_Исходный текст_.
В конце концов чего я достиг? Не станем скрывать от себя крайне странного результата: я сообщил добродетели новую привлекательность, она действует как нечто запрещенное. Против нее направлена наша утонченнейшая честность, она засолена в «cum grano salis» [194]угрызений научной совести; от нее отдает какой-то старомодностью и антиками, так что теперь она наконец привлекает рафинированных и возбуждает их любопытство, короче говоря, она действует как порок. Только теперь, когда мы узнали, что все есть только ложь и видимость, мы получили снова право на эту прекраснейшую из форм лжи – на ложь добродетели. Нет больше инстанции, которая была бы вправе запретить ее нам: только после того как мы вскрыли сущность добродетели как известной формы имморальности, она снова узаконена, она водворена на надлежащее место и уравнена в правах в соответствии с ее основным значением, она составляет часть коренной безнравственности всего существующего – как первостепенный продукт роскоши, как самая высокомерная, самая драгоценная и самая редкостная форма порока. Мы разгладили ее морщины и сорвали с нее духовное облачение, мы избавили ее от навязчивости толпы, освободили ее от бессмысленного оцепенения, пустого взгляда, высокой прически, иератической мускулатуры.
Повредил ли я этим добродетели?.. Так же мало, как анархисты – властителям: именно с тех пор, как в них стали стрелять, они снова прочно сидят на своем троне… Ибо так было всегда, и всегда будет так: нельзя какой-нибудь вещи принести большей пользы, как преследуя ее и травя ее всеми собаками… Это сделал я.
Начать с того, чтобы уничтожить слово «идеал»: критика желательностей.

_Фрагмент данных_.

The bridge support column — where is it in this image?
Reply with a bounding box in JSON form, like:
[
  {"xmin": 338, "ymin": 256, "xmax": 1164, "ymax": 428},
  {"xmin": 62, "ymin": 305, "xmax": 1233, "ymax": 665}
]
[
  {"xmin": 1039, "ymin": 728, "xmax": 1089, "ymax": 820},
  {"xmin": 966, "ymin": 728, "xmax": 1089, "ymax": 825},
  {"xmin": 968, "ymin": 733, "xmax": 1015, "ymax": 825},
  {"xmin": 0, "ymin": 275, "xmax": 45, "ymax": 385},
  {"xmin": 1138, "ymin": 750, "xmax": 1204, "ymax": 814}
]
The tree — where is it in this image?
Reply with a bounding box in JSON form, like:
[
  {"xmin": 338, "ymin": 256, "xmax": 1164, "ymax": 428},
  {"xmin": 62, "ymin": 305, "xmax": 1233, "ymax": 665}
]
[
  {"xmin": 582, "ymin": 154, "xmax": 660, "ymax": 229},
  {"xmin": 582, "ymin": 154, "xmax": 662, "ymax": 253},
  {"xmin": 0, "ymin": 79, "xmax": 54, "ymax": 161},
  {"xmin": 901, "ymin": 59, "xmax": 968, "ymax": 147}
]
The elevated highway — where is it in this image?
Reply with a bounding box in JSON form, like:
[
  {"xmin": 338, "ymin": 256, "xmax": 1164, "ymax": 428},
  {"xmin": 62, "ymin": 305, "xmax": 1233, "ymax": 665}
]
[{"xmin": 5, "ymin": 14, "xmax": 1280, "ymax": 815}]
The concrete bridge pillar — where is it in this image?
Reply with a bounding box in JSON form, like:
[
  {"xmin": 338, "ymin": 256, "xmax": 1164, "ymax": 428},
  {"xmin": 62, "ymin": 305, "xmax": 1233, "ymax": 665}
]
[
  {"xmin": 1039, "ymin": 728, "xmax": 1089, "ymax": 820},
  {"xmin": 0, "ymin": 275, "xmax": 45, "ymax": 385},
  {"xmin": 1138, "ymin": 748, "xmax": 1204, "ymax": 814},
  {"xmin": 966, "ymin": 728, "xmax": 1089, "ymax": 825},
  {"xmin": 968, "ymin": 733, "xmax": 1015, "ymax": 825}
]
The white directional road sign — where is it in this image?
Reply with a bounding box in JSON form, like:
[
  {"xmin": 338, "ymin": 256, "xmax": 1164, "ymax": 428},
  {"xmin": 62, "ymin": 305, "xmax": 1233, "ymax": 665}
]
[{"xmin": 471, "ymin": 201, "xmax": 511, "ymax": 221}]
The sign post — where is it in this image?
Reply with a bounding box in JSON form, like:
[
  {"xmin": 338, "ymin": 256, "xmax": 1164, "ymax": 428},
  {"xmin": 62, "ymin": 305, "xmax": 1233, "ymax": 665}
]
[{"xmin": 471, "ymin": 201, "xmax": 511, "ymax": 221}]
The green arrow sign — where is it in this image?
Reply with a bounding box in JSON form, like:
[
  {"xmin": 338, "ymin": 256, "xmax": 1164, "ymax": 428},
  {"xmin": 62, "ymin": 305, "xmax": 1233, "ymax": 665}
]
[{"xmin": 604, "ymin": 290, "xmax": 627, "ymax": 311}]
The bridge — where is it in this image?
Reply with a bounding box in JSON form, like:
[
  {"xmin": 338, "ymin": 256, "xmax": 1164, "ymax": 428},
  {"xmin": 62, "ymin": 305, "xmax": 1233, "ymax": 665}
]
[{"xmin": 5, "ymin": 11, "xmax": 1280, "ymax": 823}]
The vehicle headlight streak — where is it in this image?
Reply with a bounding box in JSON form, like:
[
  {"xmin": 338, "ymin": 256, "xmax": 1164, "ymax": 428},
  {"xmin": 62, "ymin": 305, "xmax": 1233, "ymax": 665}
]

_Проверьте понимание_.
[a] Ответьте на вопросы по тексту о добродетели, по одному ответу в строке с той же пометкой.
(i) С кем автор сравнивает себя, отвечая на вопрос, повредил ли он добродетели?
(ii) Что, по словам текста, «мы» сорвали с добродетели?
(iii) Какое слово предлагается уничтожить в первую очередь?
[b] Подхватите текст о добродетели и продолжите его после последнего предложения.

_Ожидаемые ответы_.
[a]
(i) С анархистами, которые стреляли во властителей.
(ii) Духовное облачение.
(iii) Слово «идеал».

[b]
Только очень немногие отдают себе отчет в том, что включает в себе точка зрения желательности, всякое «таково оно должно было быть, но оно не таково» или даже «так оно должно было бы быть» – осуждение общего хода вещей. Ибо в этом последнем нет ничего изолированного: самое малое является носителем целого, на твоей маленькой несправедливости возведено все здание будущего; всякая критика, которая касается самого малого, осуждает одновременно и все целое. Если мы, далее, допустим, что моральная норма, как полагал это даже Кант, никогда вполне не осуществляется и постоянно возвышалась над действительностью в виде некоторого рода потустороннего мира, который никогда с ней не смешивается, то мораль заключала бы в себе суждение о целом, которое позволяло бы, однако, спросить: откуда она берет право на это? Каким образом часть берет на себя смелость в данном случае играть роль судьи по отношению к целому? И если бы эти моральный суд и недовольство действительностью были, как это утверждали, неискоренимым инстинктом, то не являлся ли бы, может быть, тогда этот инстинкт одной из неискоренимых глупостей и в то же время нескромностей нашей species [195]? Но, утверждая это, мы совершаем именно то, что мы порицаем; точка зрения желательности, незаконной игры в суд составляет принадлежность хода вещей точно так же, как и всякая несправедливость и всякое несовершенство, – тут именно и проявляется наше представление о «совершенстве», не находящее себе удовлетворения. Всякое влечение, ищущее удовлетворения, является выражением недовольства данным положением вещей. А в самом деле? Не составлено ли мировое целое сплошь из недовольных частей, которые все движутся стремлением к желательному, не сводится ли «сам мировой ход вещей» именно к такому «прочь отсюда! прочь от действительности!»? Не есть ли «ход вещей» сама вечная неудовлетворенность? Может быть, желательность и есть сама движущая сила? Может быть, она – Deus?